Records of labeled points
• • • • • • •
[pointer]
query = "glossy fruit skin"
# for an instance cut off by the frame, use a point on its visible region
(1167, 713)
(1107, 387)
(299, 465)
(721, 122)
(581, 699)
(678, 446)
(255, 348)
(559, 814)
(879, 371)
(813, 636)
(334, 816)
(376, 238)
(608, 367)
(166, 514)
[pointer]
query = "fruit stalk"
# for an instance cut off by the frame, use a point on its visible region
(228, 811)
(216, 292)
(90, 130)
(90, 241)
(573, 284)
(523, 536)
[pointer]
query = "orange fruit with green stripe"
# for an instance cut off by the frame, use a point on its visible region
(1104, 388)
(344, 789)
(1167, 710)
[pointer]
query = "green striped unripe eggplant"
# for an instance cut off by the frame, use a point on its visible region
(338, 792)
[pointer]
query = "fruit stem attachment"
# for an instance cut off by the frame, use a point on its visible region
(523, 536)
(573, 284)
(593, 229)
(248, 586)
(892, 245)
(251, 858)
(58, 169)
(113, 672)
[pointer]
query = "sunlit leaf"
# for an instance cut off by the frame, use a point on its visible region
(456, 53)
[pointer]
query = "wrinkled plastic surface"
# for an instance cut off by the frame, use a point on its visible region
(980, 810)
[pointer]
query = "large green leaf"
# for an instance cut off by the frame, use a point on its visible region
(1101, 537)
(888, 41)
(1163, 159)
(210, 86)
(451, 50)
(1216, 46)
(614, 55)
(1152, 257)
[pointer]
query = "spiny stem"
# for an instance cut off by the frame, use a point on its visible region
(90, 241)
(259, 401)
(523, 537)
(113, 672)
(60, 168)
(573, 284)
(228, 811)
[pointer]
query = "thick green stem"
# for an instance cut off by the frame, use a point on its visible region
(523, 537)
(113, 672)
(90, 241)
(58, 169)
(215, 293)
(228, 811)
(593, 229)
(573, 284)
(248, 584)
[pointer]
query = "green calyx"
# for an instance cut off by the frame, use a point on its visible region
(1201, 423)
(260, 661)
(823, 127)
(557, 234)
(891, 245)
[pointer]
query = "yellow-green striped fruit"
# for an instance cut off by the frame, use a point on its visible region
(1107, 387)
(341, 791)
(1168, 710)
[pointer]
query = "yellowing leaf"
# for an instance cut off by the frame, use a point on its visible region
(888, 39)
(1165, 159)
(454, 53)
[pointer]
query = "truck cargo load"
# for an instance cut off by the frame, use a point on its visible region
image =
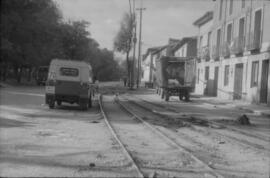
• • • • • • •
> Aim: Count how many lines of the records above contain the string "leaf", treating uppercase and lowercase as different, and reply with the number alone.

> Result of this task: 3